Edit the listing by replacing "tree branch" with "twig" and leaving everything else unchanged. Begin at the line that has "buds you can detect." and stop after the line with "left=0, top=0, right=265, bottom=305".

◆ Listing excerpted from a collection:
Start

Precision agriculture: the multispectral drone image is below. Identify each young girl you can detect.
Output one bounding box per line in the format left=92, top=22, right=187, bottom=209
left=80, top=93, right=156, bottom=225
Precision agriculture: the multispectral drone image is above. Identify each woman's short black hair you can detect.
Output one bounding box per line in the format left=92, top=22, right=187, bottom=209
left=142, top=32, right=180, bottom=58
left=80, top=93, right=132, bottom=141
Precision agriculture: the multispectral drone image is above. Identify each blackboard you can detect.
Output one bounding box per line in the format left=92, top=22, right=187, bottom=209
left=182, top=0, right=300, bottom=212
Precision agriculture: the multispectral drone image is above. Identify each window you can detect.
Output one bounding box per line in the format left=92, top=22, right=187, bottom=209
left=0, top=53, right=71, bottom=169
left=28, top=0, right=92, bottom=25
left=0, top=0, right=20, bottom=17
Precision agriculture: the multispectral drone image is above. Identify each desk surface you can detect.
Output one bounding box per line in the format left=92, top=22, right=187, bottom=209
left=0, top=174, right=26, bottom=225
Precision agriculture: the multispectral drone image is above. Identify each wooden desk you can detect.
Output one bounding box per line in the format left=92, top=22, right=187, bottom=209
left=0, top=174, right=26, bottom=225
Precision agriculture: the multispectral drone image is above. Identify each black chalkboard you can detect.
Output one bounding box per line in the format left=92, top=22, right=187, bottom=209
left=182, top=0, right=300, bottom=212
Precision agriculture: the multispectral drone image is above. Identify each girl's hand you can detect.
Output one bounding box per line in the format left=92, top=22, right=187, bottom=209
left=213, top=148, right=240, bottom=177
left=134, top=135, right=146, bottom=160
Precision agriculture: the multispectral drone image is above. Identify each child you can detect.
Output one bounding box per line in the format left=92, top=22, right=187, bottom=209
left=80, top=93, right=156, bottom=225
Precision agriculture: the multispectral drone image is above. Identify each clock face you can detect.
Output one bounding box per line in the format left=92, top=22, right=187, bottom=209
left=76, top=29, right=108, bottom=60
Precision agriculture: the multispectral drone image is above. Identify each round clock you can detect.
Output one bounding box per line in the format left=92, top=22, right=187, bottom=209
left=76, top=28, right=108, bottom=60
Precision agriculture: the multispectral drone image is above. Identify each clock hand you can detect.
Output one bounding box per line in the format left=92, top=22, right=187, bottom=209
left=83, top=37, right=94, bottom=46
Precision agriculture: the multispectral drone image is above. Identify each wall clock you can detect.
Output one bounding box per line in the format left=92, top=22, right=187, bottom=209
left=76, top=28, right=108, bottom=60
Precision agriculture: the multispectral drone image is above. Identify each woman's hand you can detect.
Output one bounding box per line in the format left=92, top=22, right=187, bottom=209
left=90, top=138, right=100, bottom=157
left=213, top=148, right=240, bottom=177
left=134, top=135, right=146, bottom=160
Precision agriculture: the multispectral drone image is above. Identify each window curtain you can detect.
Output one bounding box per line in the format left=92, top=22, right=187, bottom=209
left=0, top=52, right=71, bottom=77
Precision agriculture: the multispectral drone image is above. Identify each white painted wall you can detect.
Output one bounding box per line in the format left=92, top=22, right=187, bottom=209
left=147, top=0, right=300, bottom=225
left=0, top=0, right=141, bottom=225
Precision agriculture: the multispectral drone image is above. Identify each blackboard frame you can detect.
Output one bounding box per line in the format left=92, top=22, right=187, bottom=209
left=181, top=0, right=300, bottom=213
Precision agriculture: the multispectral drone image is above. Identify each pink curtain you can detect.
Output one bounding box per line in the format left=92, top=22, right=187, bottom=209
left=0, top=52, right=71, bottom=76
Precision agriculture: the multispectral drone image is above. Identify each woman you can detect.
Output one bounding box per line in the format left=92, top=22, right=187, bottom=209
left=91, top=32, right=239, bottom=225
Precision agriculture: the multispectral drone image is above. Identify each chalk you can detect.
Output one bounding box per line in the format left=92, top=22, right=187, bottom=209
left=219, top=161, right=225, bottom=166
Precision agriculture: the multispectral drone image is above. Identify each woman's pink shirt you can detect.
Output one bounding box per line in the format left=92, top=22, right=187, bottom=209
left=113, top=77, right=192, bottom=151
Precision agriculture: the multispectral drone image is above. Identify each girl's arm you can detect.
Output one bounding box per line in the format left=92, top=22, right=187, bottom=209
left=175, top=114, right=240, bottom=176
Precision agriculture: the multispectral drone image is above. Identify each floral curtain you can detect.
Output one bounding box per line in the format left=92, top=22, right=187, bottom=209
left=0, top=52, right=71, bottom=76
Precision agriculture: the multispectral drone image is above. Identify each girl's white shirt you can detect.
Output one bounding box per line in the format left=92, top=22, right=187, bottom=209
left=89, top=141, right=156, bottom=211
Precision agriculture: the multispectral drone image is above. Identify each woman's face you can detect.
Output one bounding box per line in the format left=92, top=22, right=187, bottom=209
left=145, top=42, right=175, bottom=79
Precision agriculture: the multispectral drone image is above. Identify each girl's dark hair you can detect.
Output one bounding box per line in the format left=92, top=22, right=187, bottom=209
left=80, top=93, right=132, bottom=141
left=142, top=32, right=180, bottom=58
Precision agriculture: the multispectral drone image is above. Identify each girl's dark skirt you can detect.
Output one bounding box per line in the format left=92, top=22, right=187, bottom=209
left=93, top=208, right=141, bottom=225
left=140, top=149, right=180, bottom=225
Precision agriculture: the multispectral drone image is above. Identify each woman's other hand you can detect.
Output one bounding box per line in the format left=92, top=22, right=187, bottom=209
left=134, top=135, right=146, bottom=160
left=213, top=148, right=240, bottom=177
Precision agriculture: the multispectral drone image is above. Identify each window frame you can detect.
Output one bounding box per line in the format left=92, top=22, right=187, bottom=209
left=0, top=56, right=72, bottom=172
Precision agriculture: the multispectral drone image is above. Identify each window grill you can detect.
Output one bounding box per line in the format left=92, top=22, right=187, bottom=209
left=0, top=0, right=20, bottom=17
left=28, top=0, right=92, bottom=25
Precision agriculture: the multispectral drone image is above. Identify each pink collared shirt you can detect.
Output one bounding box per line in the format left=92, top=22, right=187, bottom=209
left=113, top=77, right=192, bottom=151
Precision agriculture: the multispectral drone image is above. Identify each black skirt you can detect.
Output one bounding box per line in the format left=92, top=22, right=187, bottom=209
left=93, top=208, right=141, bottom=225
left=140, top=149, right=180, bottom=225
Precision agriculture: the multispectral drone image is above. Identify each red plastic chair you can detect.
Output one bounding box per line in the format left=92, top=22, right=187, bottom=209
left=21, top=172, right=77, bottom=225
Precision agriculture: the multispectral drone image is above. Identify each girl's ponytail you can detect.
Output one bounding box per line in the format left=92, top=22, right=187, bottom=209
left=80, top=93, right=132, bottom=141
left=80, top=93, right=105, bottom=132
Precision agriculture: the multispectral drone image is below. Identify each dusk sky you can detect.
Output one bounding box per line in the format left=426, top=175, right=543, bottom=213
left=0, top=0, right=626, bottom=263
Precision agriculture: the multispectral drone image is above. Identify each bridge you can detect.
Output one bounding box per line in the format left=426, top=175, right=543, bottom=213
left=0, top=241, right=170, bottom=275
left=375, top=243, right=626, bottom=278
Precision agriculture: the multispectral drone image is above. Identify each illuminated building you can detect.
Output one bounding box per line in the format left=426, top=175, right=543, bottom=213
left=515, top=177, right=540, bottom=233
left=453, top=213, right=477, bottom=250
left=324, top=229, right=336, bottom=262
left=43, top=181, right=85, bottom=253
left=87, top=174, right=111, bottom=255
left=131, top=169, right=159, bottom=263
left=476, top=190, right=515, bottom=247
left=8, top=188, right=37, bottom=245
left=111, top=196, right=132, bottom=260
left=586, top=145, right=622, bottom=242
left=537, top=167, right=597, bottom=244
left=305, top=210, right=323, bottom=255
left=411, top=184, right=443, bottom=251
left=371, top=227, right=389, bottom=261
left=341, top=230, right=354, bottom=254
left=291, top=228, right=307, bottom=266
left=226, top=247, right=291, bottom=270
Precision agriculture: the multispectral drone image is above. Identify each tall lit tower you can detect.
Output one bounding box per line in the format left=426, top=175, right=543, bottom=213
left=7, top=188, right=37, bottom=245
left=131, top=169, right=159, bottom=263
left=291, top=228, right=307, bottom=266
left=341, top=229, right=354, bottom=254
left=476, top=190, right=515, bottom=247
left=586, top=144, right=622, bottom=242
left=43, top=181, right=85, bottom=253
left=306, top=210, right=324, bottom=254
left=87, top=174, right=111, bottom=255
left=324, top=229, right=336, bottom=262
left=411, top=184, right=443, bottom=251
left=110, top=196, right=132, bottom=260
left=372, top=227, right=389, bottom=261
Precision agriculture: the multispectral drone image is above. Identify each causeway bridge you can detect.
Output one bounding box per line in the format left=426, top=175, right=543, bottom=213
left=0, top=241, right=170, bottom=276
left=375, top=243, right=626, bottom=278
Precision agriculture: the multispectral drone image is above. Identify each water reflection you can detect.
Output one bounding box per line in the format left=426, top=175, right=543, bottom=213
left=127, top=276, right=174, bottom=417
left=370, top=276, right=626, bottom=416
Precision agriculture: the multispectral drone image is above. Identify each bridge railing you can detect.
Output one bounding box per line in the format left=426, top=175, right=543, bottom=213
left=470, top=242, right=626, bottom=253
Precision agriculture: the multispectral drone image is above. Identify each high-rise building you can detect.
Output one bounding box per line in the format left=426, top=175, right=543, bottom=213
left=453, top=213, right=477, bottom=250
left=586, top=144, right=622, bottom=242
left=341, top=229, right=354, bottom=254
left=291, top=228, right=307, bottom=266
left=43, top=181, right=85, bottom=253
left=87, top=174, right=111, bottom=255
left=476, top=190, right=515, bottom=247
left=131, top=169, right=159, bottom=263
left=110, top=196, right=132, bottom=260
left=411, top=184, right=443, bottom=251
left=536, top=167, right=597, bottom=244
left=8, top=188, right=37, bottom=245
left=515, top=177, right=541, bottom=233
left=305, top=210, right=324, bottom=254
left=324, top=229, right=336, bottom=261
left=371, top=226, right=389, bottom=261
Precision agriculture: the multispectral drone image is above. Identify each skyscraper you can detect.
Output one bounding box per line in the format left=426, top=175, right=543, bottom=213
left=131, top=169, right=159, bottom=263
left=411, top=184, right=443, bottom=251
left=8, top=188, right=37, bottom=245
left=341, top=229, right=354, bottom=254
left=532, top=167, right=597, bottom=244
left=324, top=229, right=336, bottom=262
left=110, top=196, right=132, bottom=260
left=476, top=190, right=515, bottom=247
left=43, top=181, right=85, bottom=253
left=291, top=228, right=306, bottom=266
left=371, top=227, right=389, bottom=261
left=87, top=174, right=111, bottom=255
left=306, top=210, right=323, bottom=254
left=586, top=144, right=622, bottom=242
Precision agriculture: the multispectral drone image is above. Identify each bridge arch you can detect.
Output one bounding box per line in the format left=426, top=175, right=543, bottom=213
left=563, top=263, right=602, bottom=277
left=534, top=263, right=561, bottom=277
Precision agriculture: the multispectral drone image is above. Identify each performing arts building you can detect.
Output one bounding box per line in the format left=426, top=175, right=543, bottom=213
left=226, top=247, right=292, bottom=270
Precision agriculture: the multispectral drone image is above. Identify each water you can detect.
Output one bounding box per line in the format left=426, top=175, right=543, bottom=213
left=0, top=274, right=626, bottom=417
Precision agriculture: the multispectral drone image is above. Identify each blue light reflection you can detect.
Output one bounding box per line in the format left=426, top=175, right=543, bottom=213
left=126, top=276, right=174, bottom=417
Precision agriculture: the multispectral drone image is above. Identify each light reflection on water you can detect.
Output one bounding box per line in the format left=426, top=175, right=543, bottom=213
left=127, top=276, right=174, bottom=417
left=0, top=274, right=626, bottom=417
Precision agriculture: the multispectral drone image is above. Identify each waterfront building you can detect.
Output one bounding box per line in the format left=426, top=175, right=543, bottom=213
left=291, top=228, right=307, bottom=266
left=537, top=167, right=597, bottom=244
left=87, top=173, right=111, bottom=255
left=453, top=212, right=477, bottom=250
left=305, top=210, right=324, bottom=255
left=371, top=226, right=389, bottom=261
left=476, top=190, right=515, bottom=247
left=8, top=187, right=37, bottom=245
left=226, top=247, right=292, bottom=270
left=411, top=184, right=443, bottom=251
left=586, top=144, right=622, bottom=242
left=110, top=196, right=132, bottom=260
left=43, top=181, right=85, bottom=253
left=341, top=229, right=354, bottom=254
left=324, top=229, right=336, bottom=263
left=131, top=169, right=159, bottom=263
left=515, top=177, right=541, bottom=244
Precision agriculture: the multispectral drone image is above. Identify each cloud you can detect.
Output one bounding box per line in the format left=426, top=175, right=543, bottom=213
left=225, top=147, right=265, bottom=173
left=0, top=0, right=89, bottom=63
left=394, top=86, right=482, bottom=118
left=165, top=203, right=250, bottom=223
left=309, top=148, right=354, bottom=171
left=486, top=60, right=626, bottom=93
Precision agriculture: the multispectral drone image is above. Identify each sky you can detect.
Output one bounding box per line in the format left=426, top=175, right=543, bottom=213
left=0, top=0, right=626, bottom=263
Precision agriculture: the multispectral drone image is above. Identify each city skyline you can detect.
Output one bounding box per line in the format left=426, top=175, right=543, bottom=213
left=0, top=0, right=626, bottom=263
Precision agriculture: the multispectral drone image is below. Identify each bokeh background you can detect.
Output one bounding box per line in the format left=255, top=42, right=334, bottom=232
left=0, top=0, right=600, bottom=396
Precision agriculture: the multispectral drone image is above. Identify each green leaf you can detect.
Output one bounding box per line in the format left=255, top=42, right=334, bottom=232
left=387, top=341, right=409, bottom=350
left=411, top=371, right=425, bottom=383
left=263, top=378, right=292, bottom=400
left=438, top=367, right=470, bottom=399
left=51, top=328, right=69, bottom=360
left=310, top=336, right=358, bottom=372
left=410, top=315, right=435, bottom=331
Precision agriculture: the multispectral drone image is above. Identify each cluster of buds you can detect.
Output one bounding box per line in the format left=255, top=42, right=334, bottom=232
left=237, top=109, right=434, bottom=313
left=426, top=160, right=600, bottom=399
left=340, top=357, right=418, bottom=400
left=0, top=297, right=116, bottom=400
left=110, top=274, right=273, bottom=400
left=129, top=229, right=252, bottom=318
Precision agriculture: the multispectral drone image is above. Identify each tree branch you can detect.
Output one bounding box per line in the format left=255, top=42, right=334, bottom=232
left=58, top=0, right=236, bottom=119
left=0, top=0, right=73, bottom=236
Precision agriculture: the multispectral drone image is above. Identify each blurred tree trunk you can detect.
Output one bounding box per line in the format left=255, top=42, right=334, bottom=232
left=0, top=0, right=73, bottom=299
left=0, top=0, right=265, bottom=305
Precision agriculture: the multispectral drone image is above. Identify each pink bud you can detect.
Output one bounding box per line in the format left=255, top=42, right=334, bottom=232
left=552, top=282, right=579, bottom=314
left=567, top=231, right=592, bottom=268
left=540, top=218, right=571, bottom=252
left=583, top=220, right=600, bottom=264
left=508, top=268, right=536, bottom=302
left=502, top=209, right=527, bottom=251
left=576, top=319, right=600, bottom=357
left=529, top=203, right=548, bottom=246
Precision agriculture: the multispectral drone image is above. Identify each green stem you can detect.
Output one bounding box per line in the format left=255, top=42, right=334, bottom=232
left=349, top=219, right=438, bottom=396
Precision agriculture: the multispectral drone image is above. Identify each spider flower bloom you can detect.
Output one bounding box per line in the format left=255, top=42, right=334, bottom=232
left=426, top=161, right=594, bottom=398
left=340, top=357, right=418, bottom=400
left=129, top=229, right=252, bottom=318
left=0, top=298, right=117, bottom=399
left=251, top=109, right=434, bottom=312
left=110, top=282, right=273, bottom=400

End

◆ Reply to the task:
Precision agriculture: the multispectral drone image is above. Identify each cluster of buds you can detect.
Output one bounding box per line in the format left=255, top=42, right=334, bottom=232
left=237, top=109, right=434, bottom=313
left=426, top=160, right=600, bottom=399
left=340, top=357, right=418, bottom=400
left=0, top=297, right=116, bottom=400
left=110, top=274, right=273, bottom=400
left=129, top=229, right=252, bottom=318
Precision agriculture: the multispectral drone image is above. Identify each twig you can detect.
Output one bounding box per line in the format left=255, top=42, right=334, bottom=232
left=58, top=0, right=236, bottom=119
left=0, top=0, right=73, bottom=236
Precision agriculture: the multispectral drone image is above. Identify each blurred tree trunk you can detect.
Output one bounding box per line in the format left=255, top=42, right=334, bottom=232
left=0, top=0, right=73, bottom=299
left=0, top=0, right=265, bottom=305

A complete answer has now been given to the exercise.